* [Task description]
Everything from the line containing "instance of the sky" to the end of the listing is to be set down exactly, both ends included, and nothing before it.

* [Excerpted data]
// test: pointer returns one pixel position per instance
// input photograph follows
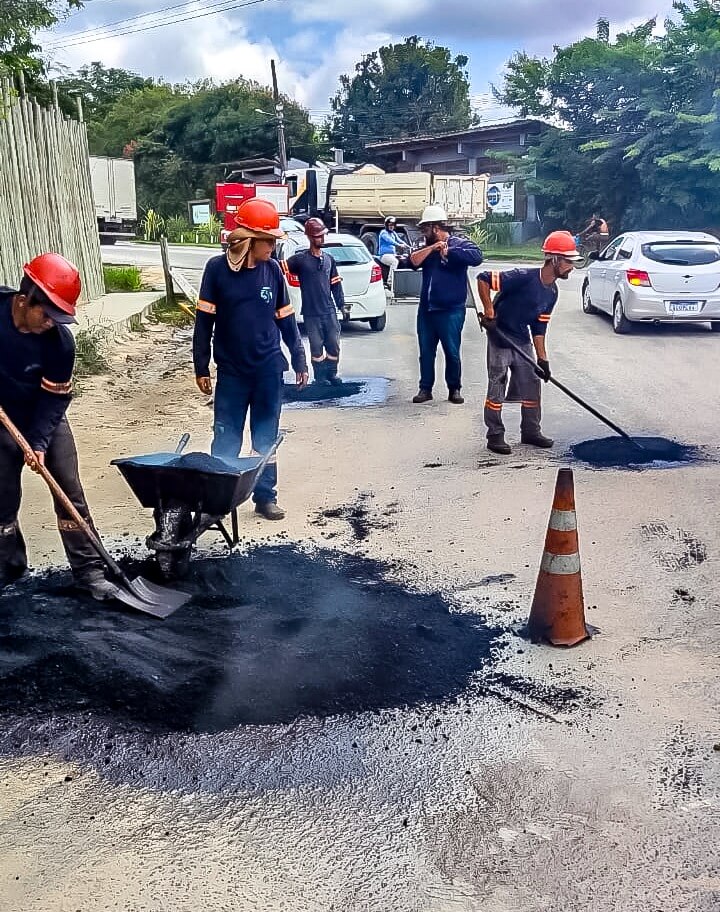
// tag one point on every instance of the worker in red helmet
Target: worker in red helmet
(244, 312)
(37, 356)
(521, 309)
(322, 298)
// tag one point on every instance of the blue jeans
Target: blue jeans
(445, 327)
(234, 395)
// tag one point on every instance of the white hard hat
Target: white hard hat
(433, 214)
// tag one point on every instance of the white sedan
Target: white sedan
(656, 277)
(362, 277)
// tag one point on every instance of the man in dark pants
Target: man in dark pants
(322, 298)
(521, 310)
(243, 303)
(37, 356)
(444, 261)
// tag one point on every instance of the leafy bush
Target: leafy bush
(122, 278)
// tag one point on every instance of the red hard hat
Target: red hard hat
(57, 278)
(561, 243)
(315, 227)
(259, 215)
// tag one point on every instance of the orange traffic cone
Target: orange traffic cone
(557, 615)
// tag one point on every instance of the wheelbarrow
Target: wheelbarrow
(188, 501)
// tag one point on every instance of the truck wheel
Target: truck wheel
(369, 239)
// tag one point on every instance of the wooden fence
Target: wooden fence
(46, 201)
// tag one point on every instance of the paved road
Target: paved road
(228, 760)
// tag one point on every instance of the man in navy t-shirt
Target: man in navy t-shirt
(243, 304)
(521, 310)
(322, 298)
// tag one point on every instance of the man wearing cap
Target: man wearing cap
(390, 244)
(520, 312)
(243, 312)
(322, 298)
(37, 357)
(444, 260)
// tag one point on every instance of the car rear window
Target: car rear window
(682, 253)
(349, 255)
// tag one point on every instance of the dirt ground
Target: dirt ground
(610, 801)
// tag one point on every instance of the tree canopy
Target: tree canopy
(404, 89)
(640, 115)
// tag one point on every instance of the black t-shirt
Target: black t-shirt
(320, 284)
(35, 375)
(247, 311)
(523, 304)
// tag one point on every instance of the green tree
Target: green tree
(404, 89)
(19, 21)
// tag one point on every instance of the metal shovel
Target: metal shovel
(140, 594)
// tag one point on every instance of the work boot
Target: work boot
(270, 510)
(538, 439)
(94, 582)
(422, 396)
(497, 444)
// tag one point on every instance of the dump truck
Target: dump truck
(113, 186)
(360, 202)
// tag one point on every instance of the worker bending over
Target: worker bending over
(37, 357)
(244, 310)
(524, 301)
(322, 298)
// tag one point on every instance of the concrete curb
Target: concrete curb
(119, 312)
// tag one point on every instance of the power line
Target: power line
(224, 6)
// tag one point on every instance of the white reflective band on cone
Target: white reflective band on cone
(561, 564)
(563, 520)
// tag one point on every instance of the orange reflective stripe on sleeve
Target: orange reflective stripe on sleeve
(60, 389)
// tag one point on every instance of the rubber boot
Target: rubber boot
(497, 444)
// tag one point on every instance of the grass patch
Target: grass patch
(122, 278)
(92, 346)
(172, 314)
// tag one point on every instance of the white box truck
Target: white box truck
(113, 186)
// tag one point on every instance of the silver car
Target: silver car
(656, 277)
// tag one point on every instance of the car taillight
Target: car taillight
(638, 277)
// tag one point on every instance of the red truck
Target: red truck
(229, 196)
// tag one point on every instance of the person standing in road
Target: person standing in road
(390, 245)
(444, 261)
(521, 309)
(37, 357)
(322, 298)
(244, 311)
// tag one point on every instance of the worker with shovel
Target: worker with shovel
(516, 321)
(37, 356)
(244, 312)
(322, 299)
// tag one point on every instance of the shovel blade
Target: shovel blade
(158, 601)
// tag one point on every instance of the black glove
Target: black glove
(542, 369)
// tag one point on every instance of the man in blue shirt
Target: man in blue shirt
(444, 261)
(243, 305)
(521, 310)
(322, 298)
(37, 357)
(390, 244)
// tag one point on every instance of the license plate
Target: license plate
(684, 306)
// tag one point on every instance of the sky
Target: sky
(314, 41)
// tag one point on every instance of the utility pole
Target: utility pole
(279, 113)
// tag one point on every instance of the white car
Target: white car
(656, 277)
(362, 277)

* [Answer space]
// tag one point on every instance of the sky
Target: sky
(314, 41)
// tag one point on every instance of the utility pole
Target: utility pole
(279, 113)
// tag one point on every instance of the white car
Target: white car
(656, 277)
(362, 277)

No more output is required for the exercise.